**Exercise description**
All entries below are to be returned exactly, with pictures left out.

+-------+

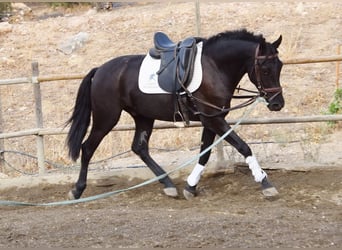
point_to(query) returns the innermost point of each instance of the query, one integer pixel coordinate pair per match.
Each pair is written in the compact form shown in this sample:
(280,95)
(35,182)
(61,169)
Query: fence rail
(40,131)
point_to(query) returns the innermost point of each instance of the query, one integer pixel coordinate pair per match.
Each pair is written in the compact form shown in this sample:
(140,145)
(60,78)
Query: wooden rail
(40,131)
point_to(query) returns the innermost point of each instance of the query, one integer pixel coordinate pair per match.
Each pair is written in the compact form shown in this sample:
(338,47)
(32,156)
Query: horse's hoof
(188,195)
(171,191)
(189,192)
(71,195)
(270,192)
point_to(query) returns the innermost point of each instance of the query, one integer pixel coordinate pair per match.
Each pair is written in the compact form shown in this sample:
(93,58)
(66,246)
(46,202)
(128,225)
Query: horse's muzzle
(276,102)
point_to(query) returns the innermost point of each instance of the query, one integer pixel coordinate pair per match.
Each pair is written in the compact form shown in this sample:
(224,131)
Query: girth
(177,61)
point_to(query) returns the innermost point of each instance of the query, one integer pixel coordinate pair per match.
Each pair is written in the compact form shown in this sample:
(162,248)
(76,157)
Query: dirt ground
(230,210)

+-------+

**Expected output**
point_to(query) returns the innermost point of each instance of the query, one integer pixel coordinate pair per match.
Each pair is written in the compact form shown in this sample:
(280,95)
(35,182)
(61,169)
Query: fence rail
(40,131)
point_to(query) returns the innermost point of each instance of the query, one integer pixel coordinate pair per match.
Each pair is written in the compact form shown in this sample:
(140,145)
(60,78)
Query: wooden rail
(40,131)
point_to(query) returns the innermost point of each instance of the query, one integer pixel coordinate pair per match.
Each pair is written in the compact form shown in this sample:
(338,47)
(32,156)
Query: horse's hoof
(188,195)
(171,191)
(189,192)
(71,195)
(270,192)
point_to(query) returns the innermost point of each instance of the query, one integer pixel coordinate pair per match.
Each pair is written in the compact form shown in this sample:
(93,58)
(66,246)
(46,202)
(128,225)
Query: horse's muzzle
(276,102)
point_to(query) returns the innermost point of each instance of the query, one integer pixel coordinate pair per match.
Each pair is written in the compact form shown in this sample:
(224,131)
Query: girth
(177,61)
point_to(query) returns the innermost point of each instance of the query, one integer pixel coordinate pair per match.
Each pair is written in the compact form shown in this sample:
(162,248)
(76,157)
Query: dirt ground
(230,210)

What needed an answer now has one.